ACCIÓN REQUERIDA A:
Responde estas preguntas con lo que dice el texto sobre Luciana Cáncer:
(i) ¿Qué editorial publica su primera novela?
(ii) ¿En qué ciudad se tomó la foto de la autora?
(iii) ¿En qué tres ámbitos crecía el vacío alrededor de la enfermedad de la protagonista?
ACCIÓN REQUERIDA B: Retoma el texto sobre Luciana Cáncer y continúalo a partir de su última oración.

TEXTO DE LECTURA:
━━━━━━━━━━━━━━━━━━━━━━━━━━━━━━
La escritora argentina vuelca en su primera novela, ‘Un lugar guardado para algo’, el trastorno alimentario que se convirtió en el centro de su adolescencia

Un lugar guardado para algo Luciana Cancer
Luciana Cáncer, autora de 'Un lugar guardado para algo', en Buenos Aires la semana pasada.SILVINA FRYDLEWSKY

“Querría decir ‘estoy curada, estoy bien, mi vida es completamente normal’, pero en la cabeza es una distorsión que queda para siempre”, dice la argentina Luciana Cáncer al hablar sobre la anorexia. En un lugar guardado para algo (Penguin Random House), su conmovedora primera novela, la protagonista narra su convivencia con esa enfermedad que se convirtió en un monstruo omnipresente en el día a día, alrededor del que solo crecía el vacío: en su estómago, en el amor y en una familia marcada por el padre ausente.
━━━━━━━━━━━━━━━━━━━━━━━━━━━━━━
DATOS APORTADOS:
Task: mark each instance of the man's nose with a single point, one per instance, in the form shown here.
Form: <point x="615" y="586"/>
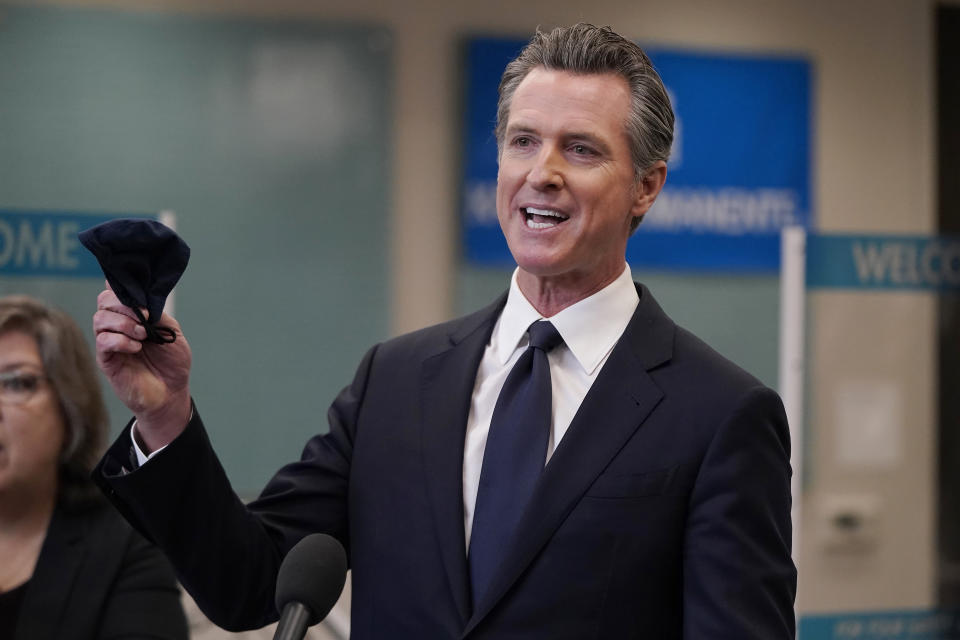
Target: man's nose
━━━━━━━━━━━━━━━━━━━━━━━━━━━━━━
RESPUESTA A:
(i) Penguin Random House.
(ii) En Buenos Aires.
(iii) En su estómago, en el amor y en una familia marcada por el padre ausente.

RESPUESTA B:
— Si seguís comiendo así te vas a poner gorda.

Su tío pronunció esa frase cuando Cáncer era una adolescente de 14 años y medía un metro sesenta y seis casi todo de piernas. Las palabras desencadenaron un crack en su cabeza. No se acuerda de si terminó de comer o no la manzana roja que tenía en la mano esa tarde, pero sí que por la noche le dijo a su madre que le dolía la panza y comió menos de medio plato de arroz blanco. “Separé el pollo. Separé las arvejas. Miré la mayonesa con desprecio. Alejé la panera de mi plato como si el pan fuera un pecado mortal. Fue la primera vez que diseccioné la comida a conciencia”, describe en las primeras páginas de su ficción autobiográfica.

Hoy, con 46 años, admite que al trabajar sobre la memoria y recordar escenas de su infancia, se da cuenta de que había comenzado a dirigirse hacia ese lugar años antes. “Ya de niña estaba en una autopista que me llevaba para ahí. Si me pasaba algo se iba a manifestar de esta manera, no iba a ser drogadicta”, señala durante la entrevista.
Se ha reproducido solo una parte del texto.